## Problems and tasks
(1) In the abstract on class certification in the U.S. Courts of Appeals, what measure is used for the ideological composition of a panel?
(2) Write the next part of the abstract on class certification in the U.S. Courts of Appeals, beginning after its final sentence.

## Provided passage
□ □ □ □ □

POLITICS, IDENTITY, AND CLASS CERTIFICATION ON THE U.S. COURTS OF APPEALS.

AuthorBurbank, Stephen B.

This Article draws on novel data and presents the results of the first empirical analysis of how potentially salient characteristics of Court of Appeals judges influence class certification under Rule 23 of the Federal Rules of Civil Procedure. We find that the ideological composition of the panel (measured by the party of the appointing president) has a very strong association with certification outcomes, with all-Democratic panels having dramatically higher rates of procertification outcomes than all-Republican panels--nearly triple in about the past twenty years. We also find that the presence of one African American on a panel, and the presence of two women (but not one), is associated with procertification outcomes.

Our results show that, contrary to conventional wisdom in scholarship on diversity on the Courts of Appeals, the impact of diversity extends beyond conceptions of "women's issues" or "minority issues." The consequences of gender and racial diversity on the bench, through application and elaboration of certification law, radiate widely across the legal landscape, influencing implementation in such areas as consumer, securities, labor and employment, antitrust, insurance, product liability, environmental, and many other areas of law. In considering possible explanations for our findings on the procertification preferences of women and African Americans, we note that class action doctrine, as transsubstantive procedural law, traverses many policy areas. As strategic actors, it would be rational for judges to take into consideration how class-certification doctrine in a case that does not implicate issues on which they have distinctive preferences might affect certification in cases that do. Alternatively, or in addition, our results may be the first evidence that transsubstantive procedural law affecting access to justice is itself a policy domain in which women and African Americans have distinctive preferences. In either case, the results highlight the importance of exploring the effects of diversity on transsubstantive procedural law more generally.

□ □ □ □ □

## Items

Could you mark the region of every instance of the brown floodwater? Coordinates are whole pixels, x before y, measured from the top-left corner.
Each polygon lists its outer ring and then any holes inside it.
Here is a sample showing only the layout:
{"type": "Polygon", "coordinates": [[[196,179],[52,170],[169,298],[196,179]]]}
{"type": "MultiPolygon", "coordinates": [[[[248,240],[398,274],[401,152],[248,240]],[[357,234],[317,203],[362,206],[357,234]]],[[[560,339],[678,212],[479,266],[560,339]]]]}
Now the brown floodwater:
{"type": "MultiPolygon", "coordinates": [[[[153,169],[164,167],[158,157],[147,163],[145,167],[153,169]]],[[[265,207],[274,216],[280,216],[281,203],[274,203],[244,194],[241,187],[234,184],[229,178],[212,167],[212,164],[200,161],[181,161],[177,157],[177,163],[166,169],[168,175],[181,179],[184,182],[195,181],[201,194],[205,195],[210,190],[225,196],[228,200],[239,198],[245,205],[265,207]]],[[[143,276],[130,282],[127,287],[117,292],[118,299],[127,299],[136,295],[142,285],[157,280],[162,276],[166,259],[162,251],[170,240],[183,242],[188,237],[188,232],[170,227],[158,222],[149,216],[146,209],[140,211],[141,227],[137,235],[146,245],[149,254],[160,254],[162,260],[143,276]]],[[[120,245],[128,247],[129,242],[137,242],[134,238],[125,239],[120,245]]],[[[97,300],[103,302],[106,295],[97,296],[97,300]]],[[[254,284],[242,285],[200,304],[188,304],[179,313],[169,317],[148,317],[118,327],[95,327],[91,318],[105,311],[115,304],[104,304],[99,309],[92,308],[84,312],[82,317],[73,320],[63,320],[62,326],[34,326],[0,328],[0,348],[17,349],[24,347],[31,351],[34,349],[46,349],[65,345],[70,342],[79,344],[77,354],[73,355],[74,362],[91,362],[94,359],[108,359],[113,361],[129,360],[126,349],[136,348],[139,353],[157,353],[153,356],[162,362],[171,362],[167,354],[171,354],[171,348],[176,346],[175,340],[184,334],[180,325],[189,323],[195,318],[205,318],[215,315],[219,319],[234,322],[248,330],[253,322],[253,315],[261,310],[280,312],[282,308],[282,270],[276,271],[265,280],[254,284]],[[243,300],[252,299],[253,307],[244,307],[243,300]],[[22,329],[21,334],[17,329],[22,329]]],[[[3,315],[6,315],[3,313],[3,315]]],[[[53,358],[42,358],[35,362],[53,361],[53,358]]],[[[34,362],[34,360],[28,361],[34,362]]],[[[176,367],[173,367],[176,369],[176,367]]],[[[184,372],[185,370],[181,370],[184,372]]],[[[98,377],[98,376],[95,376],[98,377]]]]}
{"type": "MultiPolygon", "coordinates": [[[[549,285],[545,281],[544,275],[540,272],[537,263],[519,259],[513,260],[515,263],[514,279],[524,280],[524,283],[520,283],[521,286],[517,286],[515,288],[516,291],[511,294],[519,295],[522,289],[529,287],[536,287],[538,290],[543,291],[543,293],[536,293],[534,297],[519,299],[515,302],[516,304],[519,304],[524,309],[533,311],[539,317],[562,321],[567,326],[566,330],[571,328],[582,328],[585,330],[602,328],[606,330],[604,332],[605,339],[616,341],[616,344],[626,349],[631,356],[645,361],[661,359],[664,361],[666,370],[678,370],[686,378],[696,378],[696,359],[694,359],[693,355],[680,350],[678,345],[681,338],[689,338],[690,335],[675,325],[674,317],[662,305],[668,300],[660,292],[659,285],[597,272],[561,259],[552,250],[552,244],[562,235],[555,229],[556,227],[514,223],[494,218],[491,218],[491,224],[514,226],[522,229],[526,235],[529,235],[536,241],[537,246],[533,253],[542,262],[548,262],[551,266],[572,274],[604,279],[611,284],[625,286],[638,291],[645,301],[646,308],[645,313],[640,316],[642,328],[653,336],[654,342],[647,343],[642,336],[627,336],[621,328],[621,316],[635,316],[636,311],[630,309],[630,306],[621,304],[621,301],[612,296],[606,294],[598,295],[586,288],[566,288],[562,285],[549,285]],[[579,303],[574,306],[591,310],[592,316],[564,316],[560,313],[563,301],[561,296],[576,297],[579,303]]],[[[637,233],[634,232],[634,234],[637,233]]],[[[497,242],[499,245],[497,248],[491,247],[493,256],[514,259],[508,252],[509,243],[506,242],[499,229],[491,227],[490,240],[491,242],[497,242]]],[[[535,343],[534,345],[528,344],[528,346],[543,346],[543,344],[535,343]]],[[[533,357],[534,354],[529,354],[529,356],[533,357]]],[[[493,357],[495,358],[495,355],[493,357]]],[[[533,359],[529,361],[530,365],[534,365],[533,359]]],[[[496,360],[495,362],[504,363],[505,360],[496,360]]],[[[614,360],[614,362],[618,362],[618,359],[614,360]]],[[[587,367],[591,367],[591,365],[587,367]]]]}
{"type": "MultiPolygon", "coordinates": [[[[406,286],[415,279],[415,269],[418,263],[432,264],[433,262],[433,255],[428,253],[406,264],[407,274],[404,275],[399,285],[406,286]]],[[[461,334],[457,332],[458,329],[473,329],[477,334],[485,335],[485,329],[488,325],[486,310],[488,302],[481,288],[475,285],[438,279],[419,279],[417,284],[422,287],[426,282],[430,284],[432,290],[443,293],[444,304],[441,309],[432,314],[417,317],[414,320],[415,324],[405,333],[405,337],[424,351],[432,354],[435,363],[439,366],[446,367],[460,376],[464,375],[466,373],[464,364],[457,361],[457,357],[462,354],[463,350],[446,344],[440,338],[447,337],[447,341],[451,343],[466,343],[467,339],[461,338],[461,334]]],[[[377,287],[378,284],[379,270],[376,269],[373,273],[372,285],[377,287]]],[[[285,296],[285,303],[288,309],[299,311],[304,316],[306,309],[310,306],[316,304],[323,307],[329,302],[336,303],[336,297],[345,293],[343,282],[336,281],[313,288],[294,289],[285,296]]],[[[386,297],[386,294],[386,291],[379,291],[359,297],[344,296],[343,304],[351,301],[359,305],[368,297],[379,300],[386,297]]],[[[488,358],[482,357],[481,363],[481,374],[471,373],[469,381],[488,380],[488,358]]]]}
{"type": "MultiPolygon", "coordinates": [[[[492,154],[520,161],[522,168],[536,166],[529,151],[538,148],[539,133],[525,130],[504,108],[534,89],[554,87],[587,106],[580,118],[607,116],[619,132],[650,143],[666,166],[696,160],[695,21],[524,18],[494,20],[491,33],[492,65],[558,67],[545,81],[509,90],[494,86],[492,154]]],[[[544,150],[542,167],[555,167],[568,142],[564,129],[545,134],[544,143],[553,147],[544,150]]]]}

□ □ □ □ □

## Answers in order
(1) The party of the appointing president.

(2)
Our findings on gender panel effects in particular are novel in the literature on panel effects and the literature on gender and judging. Past work focusing on substantive antidiscrimination law found that one woman can influence the votes of men in the majority (mirroring what we find with respect to African Americans in class-certification decisions). These results allowed for optimism that the panel structure--which threatens to dilute the influence of underrepresented groups on the bench because they are infrequently in the panel majority--actually facilitates minority influence, whether through deliberation, cue taking, bargaining, or some other mechanism.

Our gender results are quite different and normatively troubling. We observe that women have substantially more procertification preferences based on outcomes when they are in the majority. However, panels with one woman are not more likely to yield procertification outcomes. Panels with women in the majority occur at sharply lower rates than women's percentage of judgeships, and thus certification doctrine underrepresents their preferences relative to their share of judgeships and overrepresents those of male judges.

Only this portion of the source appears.